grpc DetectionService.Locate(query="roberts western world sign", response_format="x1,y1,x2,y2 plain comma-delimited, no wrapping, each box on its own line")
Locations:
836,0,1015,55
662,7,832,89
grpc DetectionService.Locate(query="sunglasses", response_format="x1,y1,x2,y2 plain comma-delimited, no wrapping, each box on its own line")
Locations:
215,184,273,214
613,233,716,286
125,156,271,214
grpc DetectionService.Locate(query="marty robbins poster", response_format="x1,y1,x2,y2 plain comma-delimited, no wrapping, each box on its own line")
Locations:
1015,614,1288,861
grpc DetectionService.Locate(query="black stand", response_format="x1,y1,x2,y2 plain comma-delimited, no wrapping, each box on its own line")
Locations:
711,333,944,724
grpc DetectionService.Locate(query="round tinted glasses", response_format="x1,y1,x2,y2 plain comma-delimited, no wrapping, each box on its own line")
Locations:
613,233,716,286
————————
Show every line of the listing above that contains the string "grpc".

grpc DetectionService.Locate(query="roberts western world sign", response_format="x1,y1,x2,y2 plain comma-delimited, no wrapping, each box on its own line")
grpc DetectionService.Locate(query="sunglasses", response_format="x1,y1,x2,y2 plain comma-delimited, no wrapping, each box on its own line")
grpc DetectionService.Locate(query="marty robbins poster", response_format="x1,y1,x2,y2 plain comma-delimited, no wrapping, each box on its own line")
grpc DetectionService.Locate(query="black stand", response_format="x1,y1,x2,y2 plain comma-delimited, no wrapping, each box on its own line")
grpc DetectionService.Locate(query="round tinted glasses", response_format="x1,y1,x2,y2 plain comma-delimited, no wrapping, each box on its own line")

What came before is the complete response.